— Provided records —
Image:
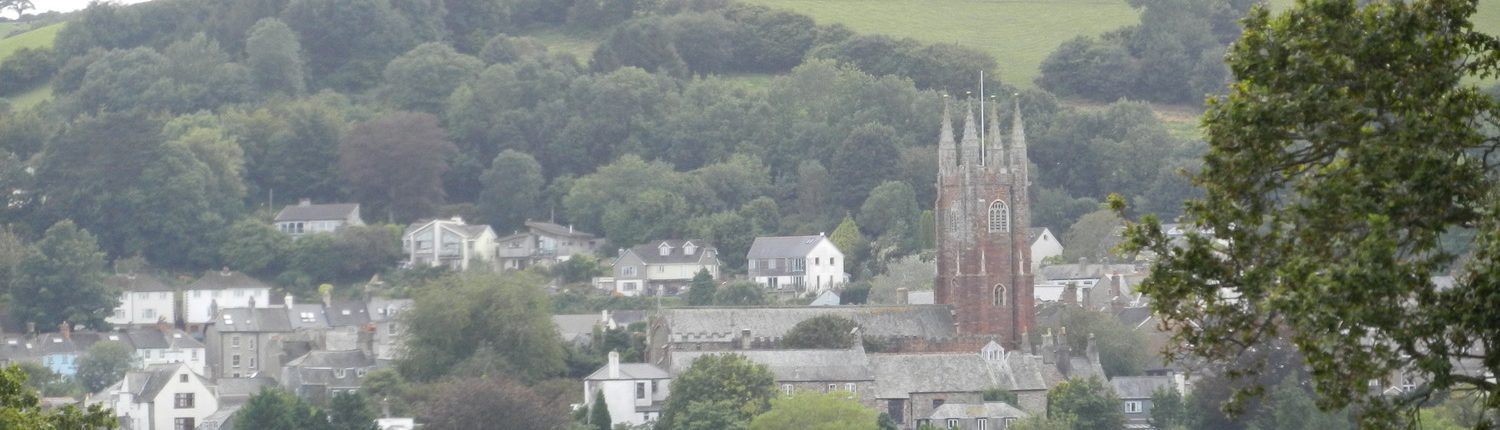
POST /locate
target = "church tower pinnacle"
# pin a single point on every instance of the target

==

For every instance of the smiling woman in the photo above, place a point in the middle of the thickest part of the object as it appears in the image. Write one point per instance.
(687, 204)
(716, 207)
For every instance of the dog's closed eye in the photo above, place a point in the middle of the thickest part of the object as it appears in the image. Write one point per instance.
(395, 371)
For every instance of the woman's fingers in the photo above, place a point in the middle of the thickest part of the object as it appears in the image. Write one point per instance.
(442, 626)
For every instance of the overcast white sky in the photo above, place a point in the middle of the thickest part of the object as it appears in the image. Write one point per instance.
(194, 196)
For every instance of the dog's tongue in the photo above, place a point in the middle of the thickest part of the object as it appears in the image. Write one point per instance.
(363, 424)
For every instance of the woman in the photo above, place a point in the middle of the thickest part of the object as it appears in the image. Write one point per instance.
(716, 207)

— What to produce —
Within the listing above, locate the line containing "POST /locate" and the line containing "# pin a single". Reproduce those two lines and all lines between them exactly, with nothing added.

— Answer box —
POST /locate
target = "church tower pinnacle"
# pin a single point on every instance of the target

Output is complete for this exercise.